- Problem A
In the minimum-wage article, rewrite the passage that begins at the words "The major question" and ends after "shortly before midnight.", replacing "positive discussions" with "productive talks".
- Problem B
Use the minimum-wage article to answer these questions:
(i) What is the current minimum wage?
(ii) How many years ago did Cafero and Donovan enter the General Assembly?
(iii) How does the state's minimum wage rank nationally?
- Problem C
For each statement, decide whether it agrees with the minimum-wage article. Answer yes or no and quote the words that decide it.
(i) Donovan kept his proposal to tie future increases to the cost of living.
(ii) The debate on medical marijuana ran until 11:16 p.m.
(iii) The Senate has committed to holding a vote.

- Document text
--------------------

House Speaker Christopher G. Donovan, D-Meriden, said Wednesday night after a Democratic majority caucus that he has the votes to pass a compromise minimum-wage increase Thursday — and a deal with Republicans to avoid a filibuster.
The $8.25 minimum wage would jump by 25 cents in each of the next two years, a significant retreat from Donovan’s original call for two 75-cent jumps and a more recent proposal for two 50-cent increases.
“I’m confident we’ll have the votes,” Donovan said.
He also abandoned a proposal to automatically peg future increases to the cost of living, a provision that business groups, including the Connecticut Business and Industry Association, found more objectionable than a raise.
With those changes and a favorable Quinnipiac University poll released earlier Wednesday, Donovan said he has sufficient votes to pass a bill without any Republican support.
Donovan called off plans for an all-night debate that was to start at midnight after House Minority Leader Lawrence F. Cafero Jr., R-Norwalk, assured him there would be no GOP filibuster if debate was postponed to midday Thursday.
“The minority leader came over and said they would rather come in tomorrow and do the vote then,” Donovan said.
Cafero said he told his caucus, whose questions had extended a debate on medical marijuana for seven hours to 11:16 p.m., the option was to assure Donovan of a “reasonable debate” on Thursday or stay the night.
“I said, ‘How do you want to work this? We can be here until dawn,’ ” Cafero said. He was told to offer Donovan a deal
Cafero and Donovan, despite being ideological opposites, each entered the General Assembly 20 years ago and are personal friends. Donovan said he accepted Cafero’s assurance of a reasonable debate.
They chatted briefly in the hallway connecting the side-by-side caucus room, then each returned to their caucus rooms.
The major question now is how will the Senate Democratic majority react? There appears to be no commitment for a vote, but passage in the House is likely to bring pressure on the Senate to follow suit.
“We’re having positive discussions with the Senate,” Donovan said shortly before midnight.
“There is no agreement, per se. We have not finished discussions,” Senate President Pro Tem Donald E. Williams Jr., D-Brooklyn, told The Mirror earlier in the evening.
Gov. Dannel P. Malloy and significant portions of the House and Democratic caucuses have not welcomed an election-year decision on a minimum wage increase, which is popular with voters and anathema to some business groups.
After passing the nation’s first state law requiring some private businesses to offer paid sick days last year, many Democrats preferred to wait a year to increase a minimum wage that already is nation’s fourth highest.

--------------------

- Input data
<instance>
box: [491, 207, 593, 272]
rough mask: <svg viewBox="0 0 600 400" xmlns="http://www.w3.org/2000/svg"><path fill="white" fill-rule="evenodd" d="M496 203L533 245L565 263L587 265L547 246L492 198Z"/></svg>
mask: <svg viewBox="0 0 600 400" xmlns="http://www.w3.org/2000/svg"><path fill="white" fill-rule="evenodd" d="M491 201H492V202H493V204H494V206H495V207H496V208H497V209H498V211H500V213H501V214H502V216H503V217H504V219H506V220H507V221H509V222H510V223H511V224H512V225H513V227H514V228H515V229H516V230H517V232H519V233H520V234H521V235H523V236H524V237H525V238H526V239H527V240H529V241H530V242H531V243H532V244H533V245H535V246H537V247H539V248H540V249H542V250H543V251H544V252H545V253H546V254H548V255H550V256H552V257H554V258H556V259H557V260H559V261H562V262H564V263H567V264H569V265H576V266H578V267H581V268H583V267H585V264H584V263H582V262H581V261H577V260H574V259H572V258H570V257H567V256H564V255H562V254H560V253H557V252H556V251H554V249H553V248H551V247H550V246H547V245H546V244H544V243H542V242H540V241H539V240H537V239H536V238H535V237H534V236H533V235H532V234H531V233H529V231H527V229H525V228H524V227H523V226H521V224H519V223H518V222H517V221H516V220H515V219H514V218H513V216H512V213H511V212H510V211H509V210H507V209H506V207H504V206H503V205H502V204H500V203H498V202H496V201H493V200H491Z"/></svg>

--------------------

- Answer area A
The major question now is how will the Senate Democratic majority react? There appears to be no commitment for a vote, but passage in the House is likely to bring pressure on the Senate to follow suit.
“We’re having productive talks with the Senate,” Donovan said shortly before midnight.

- Answer area B
(i) $8.25
(ii) 20 years ago
(iii) Fourth highest

- Answer area C
(i) No: "He also abandoned a proposal to automatically peg future increases to the cost of living"
(ii) Yes: "extended a debate on medical marijuana for seven hours to 11:16 p.m."
(iii) No: "There appears to be no commitment for a vote"